══ SELECTED EXCERPT ══

This is so true. Couldn’t have said it better myself. I’ve been up and down and through the ringer, if it wasn’t for God pushing me….speaking poetry, helping me through these painful times I don’t know where I’d be….maybe a babbling maniac….lol I CAN’T AND I WONT’ GIVE UP OR GIVE IN TO THIS NEW PAIN MONSTER….
Writing is the only thread that I’m hanging onto right now…..I WILL WIN!!!!
HANGING ON TO HOPE
Dear Lord, I feel so lost today
Dealing with this broken vertebra
I’ve spent thirty-five years trying to control my pain
Now this broken bone is driving me insane
I’m usually stronger, but I’m losing my spirit
I can barely move any more and medications won’t clear it
I try everyday, to keep going on
But this broken vertebra wont’ heal and it’s taking so long
I’m back in a world of pain, silence and isolation
Each day I would wake up with gratitude and anticipation
I help so many others get out when they’re stuck
But, this broken bone is leaving me in such a rut
Dear Lord, help me heal, help me hold on to my faith
I fear I’ll return to the previous world that I hate
Where I’ll become an experimental pawn in medical madness
Having this fear, is causing me so much sadness
It’s seems the noose on my neck gets tighter each day
And I feel my motivation, my spirit and my dreams slip away
A prison of pain is all that I’ve known
But I freed myself out before, as I’ve learned and I’ve grown
Dear Lord, I need you now to speak louder and clear
Help me regain my momentum, my excitement, my flair
All the tools and techniques are not making a dent in this pain
And Lord, I fear that this new pain will drive me insane…..

═══

* _PROBLEMS TO WORK ON_
1 > According to the text on living with pain, how many years has the speaker spent trying to control pain?
2 > From the text on living with pain, copy the words between "This is so true." and "now…..I WILL WIN!!!!", inclusive.
3 > Decide whether each statement agrees with the text on living with pain, and support each decision with a quotation: (a) The speaker says medications are clearing the pain. (b) The poem in the text is titled "Hanging On To Hope." (c) The speaker names writing as the only thread being held onto right now.

══ GIVEN DATA ══

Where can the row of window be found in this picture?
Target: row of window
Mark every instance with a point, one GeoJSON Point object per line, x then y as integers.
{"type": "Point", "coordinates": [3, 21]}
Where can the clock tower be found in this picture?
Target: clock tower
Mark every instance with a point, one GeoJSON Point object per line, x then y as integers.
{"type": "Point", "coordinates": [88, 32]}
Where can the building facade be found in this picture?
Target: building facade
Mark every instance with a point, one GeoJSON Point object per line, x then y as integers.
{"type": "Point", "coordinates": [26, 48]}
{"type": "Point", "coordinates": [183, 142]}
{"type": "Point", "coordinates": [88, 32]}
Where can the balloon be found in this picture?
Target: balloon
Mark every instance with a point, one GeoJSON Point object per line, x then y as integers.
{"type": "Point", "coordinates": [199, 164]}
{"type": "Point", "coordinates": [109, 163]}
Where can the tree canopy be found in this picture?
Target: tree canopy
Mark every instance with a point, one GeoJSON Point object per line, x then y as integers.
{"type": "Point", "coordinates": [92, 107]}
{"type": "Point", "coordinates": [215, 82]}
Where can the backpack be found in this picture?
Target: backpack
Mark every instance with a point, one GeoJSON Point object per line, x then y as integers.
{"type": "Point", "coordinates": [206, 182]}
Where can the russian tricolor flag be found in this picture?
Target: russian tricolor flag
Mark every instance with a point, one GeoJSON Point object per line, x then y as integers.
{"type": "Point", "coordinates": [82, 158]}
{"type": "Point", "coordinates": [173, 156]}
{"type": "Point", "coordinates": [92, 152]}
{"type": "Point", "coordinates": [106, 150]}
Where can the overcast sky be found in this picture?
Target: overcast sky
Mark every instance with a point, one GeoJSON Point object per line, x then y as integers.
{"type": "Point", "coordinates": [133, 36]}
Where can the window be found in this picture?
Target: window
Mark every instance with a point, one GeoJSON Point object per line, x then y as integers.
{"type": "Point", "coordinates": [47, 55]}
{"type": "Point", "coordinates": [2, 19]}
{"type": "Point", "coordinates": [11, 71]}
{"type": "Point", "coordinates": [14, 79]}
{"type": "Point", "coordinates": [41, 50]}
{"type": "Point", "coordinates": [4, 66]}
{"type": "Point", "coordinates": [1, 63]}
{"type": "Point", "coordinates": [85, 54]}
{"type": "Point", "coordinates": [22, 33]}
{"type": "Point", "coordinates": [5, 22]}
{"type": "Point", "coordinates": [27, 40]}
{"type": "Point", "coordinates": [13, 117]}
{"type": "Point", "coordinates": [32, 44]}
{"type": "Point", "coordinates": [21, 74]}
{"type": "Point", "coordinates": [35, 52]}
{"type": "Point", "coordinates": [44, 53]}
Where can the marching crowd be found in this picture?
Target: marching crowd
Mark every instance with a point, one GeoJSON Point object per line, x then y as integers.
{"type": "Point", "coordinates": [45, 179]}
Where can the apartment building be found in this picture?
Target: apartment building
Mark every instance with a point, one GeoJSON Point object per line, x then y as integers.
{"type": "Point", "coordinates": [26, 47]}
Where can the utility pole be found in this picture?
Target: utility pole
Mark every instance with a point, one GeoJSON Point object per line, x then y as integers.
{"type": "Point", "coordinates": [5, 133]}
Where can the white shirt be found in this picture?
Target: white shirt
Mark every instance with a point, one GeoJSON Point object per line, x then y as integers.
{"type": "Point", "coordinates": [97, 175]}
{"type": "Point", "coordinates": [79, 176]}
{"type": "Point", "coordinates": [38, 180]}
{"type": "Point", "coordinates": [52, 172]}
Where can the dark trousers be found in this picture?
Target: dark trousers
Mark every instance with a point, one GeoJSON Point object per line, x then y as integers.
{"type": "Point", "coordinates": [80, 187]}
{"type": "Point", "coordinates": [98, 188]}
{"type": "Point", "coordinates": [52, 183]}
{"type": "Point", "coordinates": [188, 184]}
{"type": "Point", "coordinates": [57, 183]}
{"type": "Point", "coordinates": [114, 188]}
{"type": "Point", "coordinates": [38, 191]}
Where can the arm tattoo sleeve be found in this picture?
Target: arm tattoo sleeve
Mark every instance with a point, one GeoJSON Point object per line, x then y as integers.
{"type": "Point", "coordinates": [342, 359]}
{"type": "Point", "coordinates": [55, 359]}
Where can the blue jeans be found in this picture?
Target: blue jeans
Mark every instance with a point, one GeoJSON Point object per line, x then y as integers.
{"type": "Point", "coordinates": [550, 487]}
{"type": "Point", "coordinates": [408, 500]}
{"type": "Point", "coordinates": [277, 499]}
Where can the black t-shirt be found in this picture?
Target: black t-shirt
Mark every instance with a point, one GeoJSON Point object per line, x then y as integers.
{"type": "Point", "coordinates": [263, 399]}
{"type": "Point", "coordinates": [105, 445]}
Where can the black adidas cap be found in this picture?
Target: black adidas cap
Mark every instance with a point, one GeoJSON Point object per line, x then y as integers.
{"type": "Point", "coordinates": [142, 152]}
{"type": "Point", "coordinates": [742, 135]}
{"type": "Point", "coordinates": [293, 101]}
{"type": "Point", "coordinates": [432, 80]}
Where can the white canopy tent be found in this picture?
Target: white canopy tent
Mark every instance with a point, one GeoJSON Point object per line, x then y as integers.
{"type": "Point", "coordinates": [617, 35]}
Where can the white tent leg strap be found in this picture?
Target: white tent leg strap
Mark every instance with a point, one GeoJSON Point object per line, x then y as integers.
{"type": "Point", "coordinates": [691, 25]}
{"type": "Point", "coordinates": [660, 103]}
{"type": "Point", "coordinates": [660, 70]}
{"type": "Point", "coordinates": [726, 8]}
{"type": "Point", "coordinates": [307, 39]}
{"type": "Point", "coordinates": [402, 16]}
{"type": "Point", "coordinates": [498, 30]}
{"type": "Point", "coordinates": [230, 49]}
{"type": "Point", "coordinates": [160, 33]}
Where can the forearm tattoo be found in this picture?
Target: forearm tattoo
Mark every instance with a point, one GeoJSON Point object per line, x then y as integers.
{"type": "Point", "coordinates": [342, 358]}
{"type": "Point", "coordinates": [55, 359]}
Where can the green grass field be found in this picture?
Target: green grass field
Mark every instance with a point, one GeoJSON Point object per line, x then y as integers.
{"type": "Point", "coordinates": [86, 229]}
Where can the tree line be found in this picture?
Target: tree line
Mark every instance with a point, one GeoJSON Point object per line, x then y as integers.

═══

* _ANSWERS GIVEN_
1 > Thirty-five years.

2 >
This is so true. Couldn’t have said it better myself. I’ve been up and down and through the ringer, if it wasn’t for God pushing me….speaking poetry, helping me through these painful times I don’t know where I’d be….maybe a babbling maniac….lol I CAN’T AND I WONT’ GIVE UP OR GIVE IN TO THIS NEW PAIN MONSTER….
Writing is the only thread that I’m hanging onto right now…..I WILL WIN!!!!

3 >
(a) No: "medications won’t clear it"
(b) Yes: "HANGING ON TO HOPE"
(c) Yes: "Writing is the only thread that I’m hanging onto right now"